> Brano riportato:
**********

“Né dio né padroni”, un documentario che ha fatto discutere. Guardatelo e fatevene un’opinione (e se domenica siete a Parigi, partecipate alla discussione…)

Dalla newsletter di Fleurs Arctiques (vedi qui) apprendo che domenica 7 gennaio compagne e compagni discuteranno del documentario “Ni Dieu, ni Maître, une histoire de l’anarchisme”,  di Tancrède Ramonet che potete vedere qui. Questo il documento che invita all’incontro spiegando anche le ragioni per cui è stato organizzato. 

A proposito del documentario « Ni Dieu, ni Maître, une histoire de l’anarchisme »

Poco meno di un anno fa era stato diffuso su Arte il documentario “Né dio né padroni – Una storia dell’anarchismo”, di Tancrède Ramonet. In un periodo di miseria politica, in cui mettere le mani sulla storia delle lotte e dei movimenti rivoluzionari resta l’ultimo bastione al quale si aggrappa il vecchio Partito Comunista, quel documentario che si presenta come una “Riabilitazione dell’anarchismo” è stato accolto piuttosto positivamente negli ambienti militanti e istituzionali. In un periodo di carenza, non per questo tutto è buono da prendere.
Se ci è sembrato necessaria una lettura critica, e pubblica, di questa “storia dell’anarchismo” è innanzitutto per quello che quel lavoro veicola come lettura identitaria dell’anarchismo, ma in ugual misura perché la sua ottica è la riabilitazione dell’anarchismo nel quadro della storiografia staliniana alla francese operando così la liquidazione di ciò che può restarne di sovversivo oggi.
La visione dell’anarchismo che difende partecipa attivamente alla decostruzione in corso dell’eredità rivoluzionaria nella quale ci viene proposto di disegnare delle figure quasi-mitologiche per consolidare una costruzione ideologica che non fa altro che convalidare il presente, e questa mitopoiési (1) di cartone ci sembra caratteristica di un rapporto al passato ma ancor più di un rapporto disastroso al presente.
Non si tratta di difendere l’ambito di influenza di una qualunque identità anarchista o la purezza di una corrente filosofico-politica – d’altra parte ben maltrattata in quanto tale dalla prospettiva di volgarizzazione del documentario – ed è da un punto di vista rivoluzionario che abbiamo cominciato a riflettere.
Attraverso questa riduzione dell’anarchismo – come fanno gli Jivaro con una testa – è la prospettiva rivoluzionaria in quanto tale che si cerca di liquidare , quale che sia la maniera con cui la si può formulare e concepire.

**********

> Dati:
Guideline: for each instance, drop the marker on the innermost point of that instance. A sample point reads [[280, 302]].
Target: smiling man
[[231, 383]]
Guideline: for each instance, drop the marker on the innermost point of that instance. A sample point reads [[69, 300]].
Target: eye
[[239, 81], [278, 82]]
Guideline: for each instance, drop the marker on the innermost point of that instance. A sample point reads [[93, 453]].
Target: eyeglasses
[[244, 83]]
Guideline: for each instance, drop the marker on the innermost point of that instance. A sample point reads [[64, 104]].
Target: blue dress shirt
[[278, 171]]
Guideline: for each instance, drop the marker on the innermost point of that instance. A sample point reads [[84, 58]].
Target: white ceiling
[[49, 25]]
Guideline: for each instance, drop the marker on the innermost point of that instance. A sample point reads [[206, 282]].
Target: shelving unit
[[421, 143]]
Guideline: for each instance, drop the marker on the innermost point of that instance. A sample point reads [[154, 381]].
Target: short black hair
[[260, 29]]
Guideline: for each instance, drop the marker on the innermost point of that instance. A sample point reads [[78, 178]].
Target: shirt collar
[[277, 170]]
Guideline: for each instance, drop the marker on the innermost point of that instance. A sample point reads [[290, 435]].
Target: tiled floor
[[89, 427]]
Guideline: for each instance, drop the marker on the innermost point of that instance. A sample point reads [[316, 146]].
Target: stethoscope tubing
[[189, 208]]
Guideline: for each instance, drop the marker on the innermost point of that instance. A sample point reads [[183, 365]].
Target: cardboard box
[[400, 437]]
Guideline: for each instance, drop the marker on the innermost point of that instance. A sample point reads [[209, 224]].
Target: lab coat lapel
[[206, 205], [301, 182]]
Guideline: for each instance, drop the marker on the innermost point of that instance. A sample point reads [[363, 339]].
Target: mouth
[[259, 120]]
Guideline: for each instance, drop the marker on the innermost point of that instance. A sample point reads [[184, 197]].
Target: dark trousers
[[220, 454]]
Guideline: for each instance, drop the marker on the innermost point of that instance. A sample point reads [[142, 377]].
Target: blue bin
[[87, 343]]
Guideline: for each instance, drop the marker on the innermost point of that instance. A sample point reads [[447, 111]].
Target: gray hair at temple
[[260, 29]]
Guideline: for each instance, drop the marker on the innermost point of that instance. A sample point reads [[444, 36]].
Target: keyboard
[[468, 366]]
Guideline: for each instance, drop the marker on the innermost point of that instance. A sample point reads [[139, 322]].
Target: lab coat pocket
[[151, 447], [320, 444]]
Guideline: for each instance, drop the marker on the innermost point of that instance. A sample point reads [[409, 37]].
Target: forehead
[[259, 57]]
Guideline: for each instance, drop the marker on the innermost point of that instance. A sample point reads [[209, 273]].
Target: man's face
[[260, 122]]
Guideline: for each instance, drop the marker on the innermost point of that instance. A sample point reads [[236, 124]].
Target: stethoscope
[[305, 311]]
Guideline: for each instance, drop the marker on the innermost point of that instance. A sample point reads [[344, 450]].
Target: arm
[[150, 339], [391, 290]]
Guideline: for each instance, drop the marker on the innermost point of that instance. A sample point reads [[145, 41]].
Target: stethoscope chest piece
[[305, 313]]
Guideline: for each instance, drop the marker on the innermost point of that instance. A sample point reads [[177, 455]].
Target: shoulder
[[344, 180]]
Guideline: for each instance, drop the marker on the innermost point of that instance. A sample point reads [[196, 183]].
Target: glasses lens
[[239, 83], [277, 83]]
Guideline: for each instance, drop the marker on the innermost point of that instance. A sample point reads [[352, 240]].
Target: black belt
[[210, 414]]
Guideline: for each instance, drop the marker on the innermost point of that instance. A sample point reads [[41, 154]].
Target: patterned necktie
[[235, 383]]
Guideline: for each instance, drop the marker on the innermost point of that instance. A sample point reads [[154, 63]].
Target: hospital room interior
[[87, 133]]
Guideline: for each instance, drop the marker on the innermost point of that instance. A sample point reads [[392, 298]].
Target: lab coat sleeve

**********

> Consegne:
• 1. Su quale canale era stato diffuso il documentario di cui parla il brano?
• 2. Ricopia dal brano il passo tra «Poco meno di» e «buono da prendere.», estremi inclusi.
I dati non hanno alcun legame con il brano.

> Risposte:
• 1. Su Arte.

• 2.
Poco meno di un anno fa era stato diffuso su Arte il documentario “Né dio né padroni – Una storia dell’anarchismo”, di Tancrède Ramonet. In un periodo di miseria politica, in cui mettere le mani sulla storia delle lotte e dei movimenti rivoluzionari resta l’ultimo bastione al quale si aggrappa il vecchio Partito Comunista, quel documentario che si presenta come una “Riabilitazione dell’anarchismo” è stato accolto piuttosto positivamente negli ambienti militanti e istituzionali. In un periodo di carenza, non per questo tutto è buono da prendere.